GOAL
Pick out every line in the entries that follow which contains the word "below", and copy each such line.

EXTRACTED RECORDS

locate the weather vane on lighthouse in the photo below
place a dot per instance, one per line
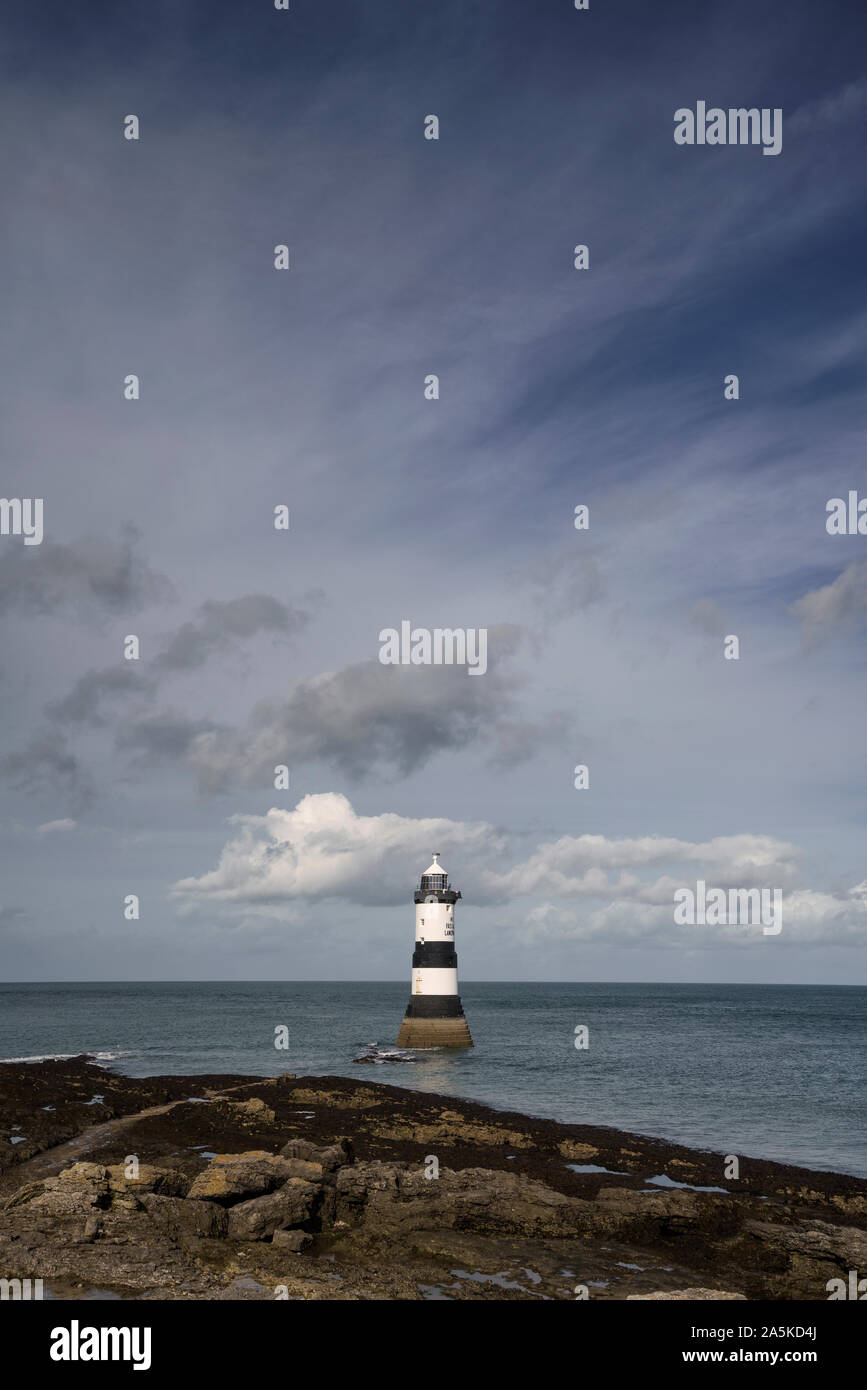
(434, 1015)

---

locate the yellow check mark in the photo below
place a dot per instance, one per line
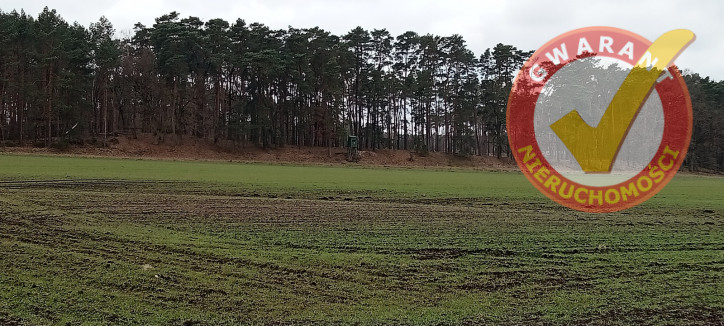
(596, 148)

RESPONSE TO THE EXERCISE
locate the weather vane on lighthouse in the photo below
locate the yellow check mark in the photo below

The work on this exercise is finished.